Standing Committee on Government Operations and Estimates (OGGO): Comprehensive Expenditure Review
Opening statement
Scott Davis
Chief Financial Officer and Assistant Deputy Minister
Shared Services Canada
Ottawa, Ontario
April 23, 2026
Greeting
- Thank you, Mr. Chair, for the opportunity to discuss how Shared Services Canada will achieve savings through the Comprehensive Expenditure Review.
- Before I begin, I would like to acknowledge that we are gathered on the unceded and traditional territory of the Algonquin Anishinaabe Nation.
SSC’s role
- At its core, Shared Services Canada (SSC) provides the Government of Canada’s shared IT foundations, such as networking, data centres, cloud services, digital tools and cyber security, so departments can deliver programs and services reliably and securely.
- Since 2016, SSC’s funding has remained relatively flat while demand, reliability and complexity have increased. The Department has absorbed inflationary pressures and rising demand by leveraging efficiencies and economies of scale.
- Although SSC’s total appropriation in 2026–27 is 25% higher than in 2016–17, this growth is driven by time limited and targeted funding. In fact, once budgetary adjusted items and the previous Refocusing Government Spending exercise is accounted for, SSC’s base funding is lower than it was in 2016–17.
Savings
- When combined with savings already delivered through the Refocused Government Spending initiative, the Comprehensive Expenditure Review reductions will significantly reduce SSC’s available funding compared with earlier years.
- To make these changes, our approach was not to ask “how do we get to the number?” Instead, we asked “what should we not be doing anymore?”

## Data section
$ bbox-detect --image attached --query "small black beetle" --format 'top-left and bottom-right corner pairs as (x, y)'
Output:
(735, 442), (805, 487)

## Task item
According to the opening statement, by what percentage is Shared Services Canada's total appropriation in 2026–27 higher than in 2016–17? The listing has no connection to the opening statement.

## Result of the exercise
It is 25% higher.